**WHAT TO DO:** Only the text belongs in the answer: every line of the records below, transcribed exactly.

**RECORD SET:**

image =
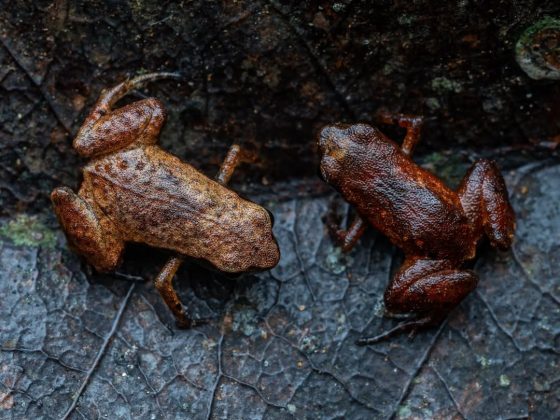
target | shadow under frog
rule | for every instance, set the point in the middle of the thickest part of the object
(437, 228)
(133, 191)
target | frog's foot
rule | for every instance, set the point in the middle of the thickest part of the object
(164, 284)
(94, 238)
(484, 198)
(413, 326)
(109, 97)
(431, 287)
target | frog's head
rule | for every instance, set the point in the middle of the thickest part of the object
(341, 146)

**ANSWER BOX:**
image =
target | shadow under frog
rule | for every instance, set the point in the middle of the thickest part of the object
(437, 228)
(133, 191)
target | frog's foot
rule | for every instance, set the point in the middle of the thickest part of the object
(164, 284)
(94, 238)
(484, 198)
(413, 326)
(109, 97)
(431, 287)
target | frog's head
rule | for every instance, set the point in the middle of the thickest part of the object
(341, 146)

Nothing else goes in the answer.